::: TASK MATERIAL
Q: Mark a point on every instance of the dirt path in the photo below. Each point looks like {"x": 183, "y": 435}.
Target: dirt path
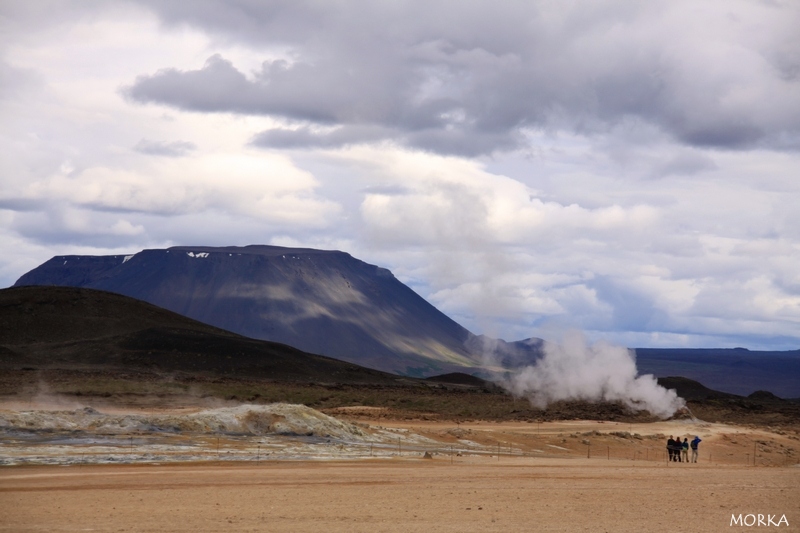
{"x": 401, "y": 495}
::::::
::: TASK MATERIAL
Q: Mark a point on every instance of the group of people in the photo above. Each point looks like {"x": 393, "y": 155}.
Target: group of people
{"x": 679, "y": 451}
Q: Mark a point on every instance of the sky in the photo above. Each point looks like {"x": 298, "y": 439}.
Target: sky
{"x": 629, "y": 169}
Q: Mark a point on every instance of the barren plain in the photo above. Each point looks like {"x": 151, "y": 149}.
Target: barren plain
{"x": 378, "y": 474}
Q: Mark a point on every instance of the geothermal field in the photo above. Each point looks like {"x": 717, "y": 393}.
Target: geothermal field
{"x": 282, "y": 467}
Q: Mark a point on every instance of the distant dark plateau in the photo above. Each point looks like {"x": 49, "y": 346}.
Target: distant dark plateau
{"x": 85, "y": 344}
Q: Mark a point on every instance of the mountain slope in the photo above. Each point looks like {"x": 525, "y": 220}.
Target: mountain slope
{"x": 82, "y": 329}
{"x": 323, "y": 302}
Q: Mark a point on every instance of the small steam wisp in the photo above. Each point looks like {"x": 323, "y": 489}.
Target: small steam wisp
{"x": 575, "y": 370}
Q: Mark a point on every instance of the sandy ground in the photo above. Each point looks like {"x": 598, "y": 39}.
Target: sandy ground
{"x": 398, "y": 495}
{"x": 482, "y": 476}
::::::
## STATED GOAL
How many lines in the material above contain the string "people"? Case counts. Give only the number.

## SOLUTION FOR THIS EXERCISE
2